┌─ Supplied material

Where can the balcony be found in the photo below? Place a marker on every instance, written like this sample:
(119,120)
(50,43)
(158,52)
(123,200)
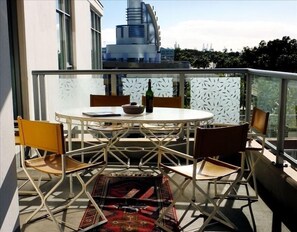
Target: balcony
(228,93)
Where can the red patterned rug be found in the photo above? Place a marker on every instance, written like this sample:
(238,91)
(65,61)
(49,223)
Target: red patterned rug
(130,203)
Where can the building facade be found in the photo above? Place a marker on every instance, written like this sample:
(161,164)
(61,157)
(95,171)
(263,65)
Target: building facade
(139,40)
(38,35)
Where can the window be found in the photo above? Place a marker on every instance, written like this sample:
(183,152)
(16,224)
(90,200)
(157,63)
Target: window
(65,57)
(136,31)
(96,40)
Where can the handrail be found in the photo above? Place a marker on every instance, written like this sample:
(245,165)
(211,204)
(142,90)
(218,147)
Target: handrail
(248,73)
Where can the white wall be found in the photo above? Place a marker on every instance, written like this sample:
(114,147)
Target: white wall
(40,40)
(40,53)
(9,209)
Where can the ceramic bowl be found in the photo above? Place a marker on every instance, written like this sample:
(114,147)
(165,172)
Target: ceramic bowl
(133,108)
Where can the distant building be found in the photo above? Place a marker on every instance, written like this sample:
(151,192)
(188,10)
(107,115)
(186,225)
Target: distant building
(139,41)
(167,54)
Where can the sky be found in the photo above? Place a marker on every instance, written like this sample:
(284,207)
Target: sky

└─

Exercise details>
Look above for lines with the word "this" and copy them all.

Final answer>
Where can the balcony be found in the photo below? Place a marker on every instance, written like this sample:
Where can the red patterned rug be found in the photo above? Place a marker on every instance, written like this sample:
Where can the building facade be found in the photo above? Place a marker on every instance, written like this sample:
Where can the window be found in the photo above? Place a marker on every instance, written like this sample:
Where can the handrail be found in the photo above? Place a marker on every instance, written like this sample:
Where can the white wall be found in the photo above? Place a marker on every instance, written like this sample:
Where can the ceramic bowl be found in the photo above? Place a marker on every instance, written like this sample:
Where can the distant building be found in the photo above? Place a marker on every instance, written like this sample:
Where can the sky be found in the photo above? Place a marker on every instance, written like this sample:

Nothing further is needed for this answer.